**Página:**
···
Algunos parientes de los masacrados, como muchas otras víctimas del crimen organizado en México, terminaron por abandonar su pueblo. Otros, la vida.

“La hermana de mi mamá, que también en la masacre perdió a uno de sus hijos, no pudo salir de esta situación y terminó suicidándose”, dijo Armendáriz.

Aunque a la fecha vive en Creel, exigir justicia también le cobró factura en un país en el que el presidente López Obrador ha pedido “con mucho respeto” que quienes se sientan violentados no protesten vandalizando los monumentos de la nación.

Un día Armendáriz recibió la lengua de una vaca en una caja de regalo. Otro, una corona rancia que parecía robada de un panteón y decía “Descanse en paz”.

Su reclamos se activaron tras enterrar a sus muertos. Colgó una manta gigantesca del atrio de la iglesia, escribió la leyenda “Exigimos Justicia” y pidió que la gente sumergiera las manos en pintura roja y plasmara sus huellas para simbolizar que México tenía las manos manchadas de sangre.
···
**Datos proporcionados:**
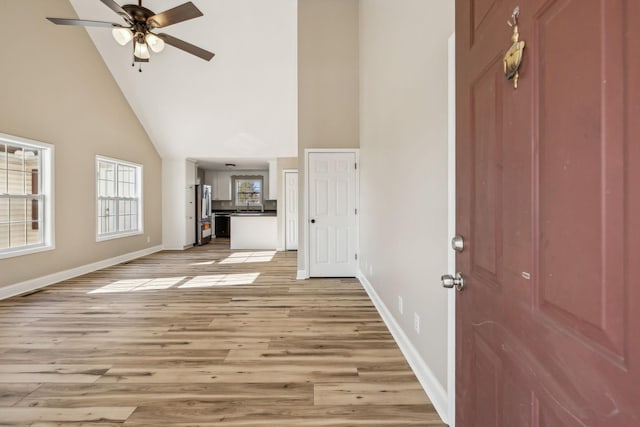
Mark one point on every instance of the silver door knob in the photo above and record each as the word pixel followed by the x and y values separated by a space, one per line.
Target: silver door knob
pixel 449 281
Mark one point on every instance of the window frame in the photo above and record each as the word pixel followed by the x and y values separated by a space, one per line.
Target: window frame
pixel 139 186
pixel 234 189
pixel 45 195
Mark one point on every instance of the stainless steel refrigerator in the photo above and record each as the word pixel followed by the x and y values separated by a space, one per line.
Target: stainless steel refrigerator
pixel 203 214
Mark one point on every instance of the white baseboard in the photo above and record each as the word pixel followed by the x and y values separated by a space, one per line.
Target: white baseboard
pixel 434 389
pixel 41 282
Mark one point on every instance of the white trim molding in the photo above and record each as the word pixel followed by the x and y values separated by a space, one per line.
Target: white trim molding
pixel 44 281
pixel 434 389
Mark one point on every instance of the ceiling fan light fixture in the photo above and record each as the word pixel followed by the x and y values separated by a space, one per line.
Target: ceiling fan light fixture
pixel 122 35
pixel 141 51
pixel 155 43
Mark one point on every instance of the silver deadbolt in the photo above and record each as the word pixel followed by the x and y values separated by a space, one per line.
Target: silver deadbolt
pixel 457 243
pixel 449 281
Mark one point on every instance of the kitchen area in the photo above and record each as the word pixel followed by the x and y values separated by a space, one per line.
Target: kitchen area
pixel 241 200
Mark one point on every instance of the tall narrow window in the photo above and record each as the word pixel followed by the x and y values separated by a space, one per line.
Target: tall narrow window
pixel 119 204
pixel 26 183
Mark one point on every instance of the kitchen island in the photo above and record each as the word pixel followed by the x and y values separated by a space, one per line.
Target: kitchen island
pixel 254 230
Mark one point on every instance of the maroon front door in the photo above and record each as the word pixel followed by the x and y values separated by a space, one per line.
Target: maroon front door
pixel 548 196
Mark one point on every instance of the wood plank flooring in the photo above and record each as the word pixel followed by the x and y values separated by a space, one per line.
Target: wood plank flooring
pixel 204 337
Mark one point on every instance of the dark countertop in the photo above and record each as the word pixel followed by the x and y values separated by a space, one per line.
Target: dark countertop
pixel 249 214
pixel 245 213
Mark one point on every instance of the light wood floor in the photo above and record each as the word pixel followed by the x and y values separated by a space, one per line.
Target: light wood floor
pixel 204 337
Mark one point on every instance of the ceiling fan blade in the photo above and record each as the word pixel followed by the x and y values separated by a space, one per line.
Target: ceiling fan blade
pixel 111 4
pixel 180 13
pixel 187 47
pixel 84 23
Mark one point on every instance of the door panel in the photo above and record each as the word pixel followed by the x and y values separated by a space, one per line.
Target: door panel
pixel 547 201
pixel 581 262
pixel 332 204
pixel 486 198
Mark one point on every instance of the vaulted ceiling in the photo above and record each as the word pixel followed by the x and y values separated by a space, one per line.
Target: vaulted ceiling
pixel 241 104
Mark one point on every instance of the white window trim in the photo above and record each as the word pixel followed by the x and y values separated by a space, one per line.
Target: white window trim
pixel 234 189
pixel 47 183
pixel 140 170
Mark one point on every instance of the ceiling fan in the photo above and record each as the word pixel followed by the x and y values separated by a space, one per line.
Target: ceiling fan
pixel 139 27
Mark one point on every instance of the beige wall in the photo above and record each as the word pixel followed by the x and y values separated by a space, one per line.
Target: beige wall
pixel 55 88
pixel 327 82
pixel 283 163
pixel 403 159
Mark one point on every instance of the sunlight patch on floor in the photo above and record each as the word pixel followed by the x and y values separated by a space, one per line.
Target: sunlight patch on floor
pixel 203 263
pixel 247 257
pixel 136 285
pixel 221 280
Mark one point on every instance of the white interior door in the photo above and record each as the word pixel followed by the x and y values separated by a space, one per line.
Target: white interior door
pixel 332 214
pixel 291 210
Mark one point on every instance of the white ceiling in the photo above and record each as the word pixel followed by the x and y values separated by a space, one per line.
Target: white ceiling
pixel 240 105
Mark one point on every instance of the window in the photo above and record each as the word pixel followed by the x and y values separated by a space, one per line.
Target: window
pixel 119 204
pixel 248 191
pixel 26 183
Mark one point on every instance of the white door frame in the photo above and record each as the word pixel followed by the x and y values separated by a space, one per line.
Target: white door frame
pixel 305 218
pixel 451 228
pixel 284 205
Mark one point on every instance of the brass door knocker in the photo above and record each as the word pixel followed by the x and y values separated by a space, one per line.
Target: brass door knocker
pixel 513 57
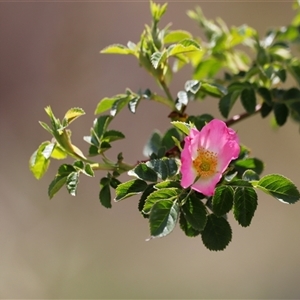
···
**Consigna:** Edita un fragmento del texto sobre la masacre de Creel y cambia “monumentos” por “edificios”. Empieza en las palabras que contienen “Aunque a la” y termina después de “de la nación.”.

**Respuesta completa:**
Aunque a la fecha vive en Creel, exigir justicia también le cobró factura en un país en el que el presidente López Obrador ha pedido “con mucho respeto” que quienes se sientan violentados no protesten vandalizando los edificios de la nación.